# Instrucciones
Escribe cómo sigue el texto sobre la juventud del cardenal Rueda Aparicio, empezando justo después de su última oración.

Los aprendizajes de niño del cardenal Rueda Aparicio
Pero al cardenal Rueda Aparicio parece no amedrentarlo un resultado adverso. Cree en los procesos y no en la inmediatez. Eso lo aprendió desde que era un niño en San Gil, la paciencia del campesino esperando que una semilla de frutos. Se ríe un poco de su infancia. Cree que si la viviera ahora sería un caso de abuso infantil.
Desde que tenía ocho años trabajó de todo: fue constructor como su papá, Luis Emilio, carpintero, tejedor de sacos de fique, mandadero y así como le llegaba la plata tenía que entregarla al fondo común que administraba su madre y con el que comían sus doce hermanos. Era la vida dura del campo colombiano. El consuelo llegó a los quince años cuando conoció en el colegio a Nancy. Eran muy diferentes, a él le gustaba el Atlético Bucaramanga, a ella el Santa Fe. A él le gustaban las baladas de Raphael a ella la música de Mercedes Sosa. Pero se amaban.


La primera separación no tuvo nada que ver con una vocación sacerdotal sino por el servicio militar. Tenía 18 años cuando se lo llevaron a Buenavista Guajira, con el pelo rapado y un arma en el hombro. Se reventó del dolor no sólo por la disciplina del cuartel sino por la falta que le hacía su mamá. Fueron tantas las cartas, las llamadas, que ella fue a Buenavista, habló con el coronel y lo convenció que le diera la libreta militar a su hijo sin pasar por la dura prueba del cuartel. Regresó a San Gil y siguió trabajando en construcción. Salió una convocatoria en una empresa de cemento llamada Hércules. Trabajaba en el laboratorio, haciendo mezclas para crear el cemento. No se preocupaba demasiado por lo que le decía su papá. Con lo que le pagaban en Hércules le alcanzaba para ahorrar e irse a vivir con Nancy quien ya en esa época se había ido a vivir a Bucaramanga, a estudiar en la Universidad Industrial de Santander. Entonces apareció Dios.

# Extractos de datos
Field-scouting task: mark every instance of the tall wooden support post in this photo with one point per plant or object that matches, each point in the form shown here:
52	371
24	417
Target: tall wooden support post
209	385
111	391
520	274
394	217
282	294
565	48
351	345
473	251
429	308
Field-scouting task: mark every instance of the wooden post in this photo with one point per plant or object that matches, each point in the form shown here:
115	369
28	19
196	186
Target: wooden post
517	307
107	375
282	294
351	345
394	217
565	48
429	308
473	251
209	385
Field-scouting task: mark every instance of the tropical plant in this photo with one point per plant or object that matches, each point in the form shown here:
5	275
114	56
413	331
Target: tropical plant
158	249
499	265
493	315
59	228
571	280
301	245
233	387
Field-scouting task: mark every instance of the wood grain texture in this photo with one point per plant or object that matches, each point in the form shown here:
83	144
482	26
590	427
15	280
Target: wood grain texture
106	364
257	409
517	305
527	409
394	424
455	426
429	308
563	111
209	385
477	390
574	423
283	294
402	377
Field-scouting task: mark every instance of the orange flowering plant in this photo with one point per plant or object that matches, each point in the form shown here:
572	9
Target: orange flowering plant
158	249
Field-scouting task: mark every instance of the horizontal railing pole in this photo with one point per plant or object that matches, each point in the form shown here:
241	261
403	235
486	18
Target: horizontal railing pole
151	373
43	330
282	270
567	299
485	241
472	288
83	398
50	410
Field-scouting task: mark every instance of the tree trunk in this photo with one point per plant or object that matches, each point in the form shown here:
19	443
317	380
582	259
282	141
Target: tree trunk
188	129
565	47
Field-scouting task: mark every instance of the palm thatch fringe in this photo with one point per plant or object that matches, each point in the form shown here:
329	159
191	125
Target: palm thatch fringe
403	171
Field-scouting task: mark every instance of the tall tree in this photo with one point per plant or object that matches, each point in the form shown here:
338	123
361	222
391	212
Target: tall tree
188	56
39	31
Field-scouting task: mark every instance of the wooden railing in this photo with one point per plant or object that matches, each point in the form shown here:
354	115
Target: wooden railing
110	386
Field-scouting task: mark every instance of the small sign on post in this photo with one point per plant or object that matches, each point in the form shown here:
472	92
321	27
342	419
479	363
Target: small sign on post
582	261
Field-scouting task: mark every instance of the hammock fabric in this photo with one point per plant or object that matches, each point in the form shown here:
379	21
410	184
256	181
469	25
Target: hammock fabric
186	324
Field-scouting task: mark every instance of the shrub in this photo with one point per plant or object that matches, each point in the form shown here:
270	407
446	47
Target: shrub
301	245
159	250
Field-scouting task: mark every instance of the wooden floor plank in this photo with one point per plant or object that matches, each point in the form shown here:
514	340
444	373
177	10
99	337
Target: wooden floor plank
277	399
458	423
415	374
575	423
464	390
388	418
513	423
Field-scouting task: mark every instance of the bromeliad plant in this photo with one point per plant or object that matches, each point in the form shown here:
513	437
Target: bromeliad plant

# Respuesta
El llamado de Dios pudo más que la ilusión de un amor adolescente
En el camino que iba de la fábrica a su casa estaba un templo en medio de un cementerio. Siempre las puertas estaban abiertas. Entró un día y vio los ojos de Cristo en la cruz entreabiertos “¿Está muerto, o agoniza?” se preguntaba. Lo que fue el entretenimiento de una tarde se convirtió en algo cotidiano. Le interesó tanto esa figura que terminó yéndose al seminario. Su papá murió y él era el único sostén de la familia.
Su mamá no quería que se fuera de cura. Fue aceptado en el seminario y encontró en el obispo Leonardo Gómez un mentor. Lo nombraron párroco en la diócesis de Albania, un pueblo a siete horas de San Gil. Allí cuatro curas habían renunciado en menos de dos años. Se volvían alcohólicos, se enviaban. Perdían la fe. Tenía 27 años cuando llegó a evangelizar vereda por vereda y a tener claro algo: en el seminario se aprende la teoría para ser cura, pero la práctica, el día a día con el campesino, era lo fundamental para ejercer el sacerdocio.
A los 30 se fue a Roma en donde una “mamitis aguda” como él mismo afirma, casi lo hace sucumbir. Resistió y fue recompensado. En el 2006 fue nombrado obispo de San Gil. Su mamá lo vio ordenarse una semana antes de morir y le alcanzó a decir una frase que aún repita “yo creí que solo los hijos de ricos podrían llegar a ser obispo”. Luego se fue a Montelíbano, a San José de Ralito, en donde entre el calor agobiante y el fantasma paramilitar ejerció su apostolado. En 2018 el Papa Francisco lo nombró obispo de Popayán y dos años después, en plena pandemia, fue nombrado Arzobispo de Bogotá y primado de Colombia, reemplazando al emblemático Rubén Salazar Gómez. “En la catedral apenas había 17 personas. Bogotá estaba completamente desocupada”, recuerda. El 9 de julio del 2023, durante el ángelus del papa Francisco, se hizo oficial que sería cardenal. Tenía 61 años.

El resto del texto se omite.